Look through the listing below for the word "faucet" and copy every line where it occurs.

Segment Open

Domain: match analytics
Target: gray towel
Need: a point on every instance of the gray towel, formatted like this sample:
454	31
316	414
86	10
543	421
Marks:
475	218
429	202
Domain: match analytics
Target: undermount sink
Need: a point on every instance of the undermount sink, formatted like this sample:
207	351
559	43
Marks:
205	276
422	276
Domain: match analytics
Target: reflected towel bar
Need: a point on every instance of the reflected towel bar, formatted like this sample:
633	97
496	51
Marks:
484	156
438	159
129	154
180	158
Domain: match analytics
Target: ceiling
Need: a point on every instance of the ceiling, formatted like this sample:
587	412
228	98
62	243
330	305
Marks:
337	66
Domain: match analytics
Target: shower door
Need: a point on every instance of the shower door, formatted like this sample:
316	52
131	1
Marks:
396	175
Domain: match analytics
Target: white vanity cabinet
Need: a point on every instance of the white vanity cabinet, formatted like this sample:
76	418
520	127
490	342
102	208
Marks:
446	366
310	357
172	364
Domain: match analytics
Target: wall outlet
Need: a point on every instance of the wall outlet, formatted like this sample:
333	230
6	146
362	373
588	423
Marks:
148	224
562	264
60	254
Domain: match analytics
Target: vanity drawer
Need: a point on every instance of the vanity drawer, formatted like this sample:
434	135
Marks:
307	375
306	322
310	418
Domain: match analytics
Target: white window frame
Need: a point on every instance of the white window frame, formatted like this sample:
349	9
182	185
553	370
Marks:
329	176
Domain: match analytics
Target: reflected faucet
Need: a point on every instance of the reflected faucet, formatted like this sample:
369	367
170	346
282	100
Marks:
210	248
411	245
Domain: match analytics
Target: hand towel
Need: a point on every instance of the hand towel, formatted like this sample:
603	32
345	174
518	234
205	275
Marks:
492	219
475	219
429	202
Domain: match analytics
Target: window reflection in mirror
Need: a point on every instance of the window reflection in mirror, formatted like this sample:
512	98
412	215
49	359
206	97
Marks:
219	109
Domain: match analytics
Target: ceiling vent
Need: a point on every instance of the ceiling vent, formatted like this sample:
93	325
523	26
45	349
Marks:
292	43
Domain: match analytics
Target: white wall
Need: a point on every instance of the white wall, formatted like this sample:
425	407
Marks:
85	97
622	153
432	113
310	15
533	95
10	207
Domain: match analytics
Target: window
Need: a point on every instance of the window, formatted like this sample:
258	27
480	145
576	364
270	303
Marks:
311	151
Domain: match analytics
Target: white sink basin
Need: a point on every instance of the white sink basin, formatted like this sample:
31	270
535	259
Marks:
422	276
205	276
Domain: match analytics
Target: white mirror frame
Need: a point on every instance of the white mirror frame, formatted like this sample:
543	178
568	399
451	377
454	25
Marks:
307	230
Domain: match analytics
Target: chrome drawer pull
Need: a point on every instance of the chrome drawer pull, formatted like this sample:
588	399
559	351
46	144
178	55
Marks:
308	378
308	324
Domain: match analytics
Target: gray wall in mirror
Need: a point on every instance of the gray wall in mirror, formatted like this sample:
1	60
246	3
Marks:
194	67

Segment Closed

Your solution -
Target: reflected faucet
Need: a point on every instance of the reflected faucet, formatted like this sample:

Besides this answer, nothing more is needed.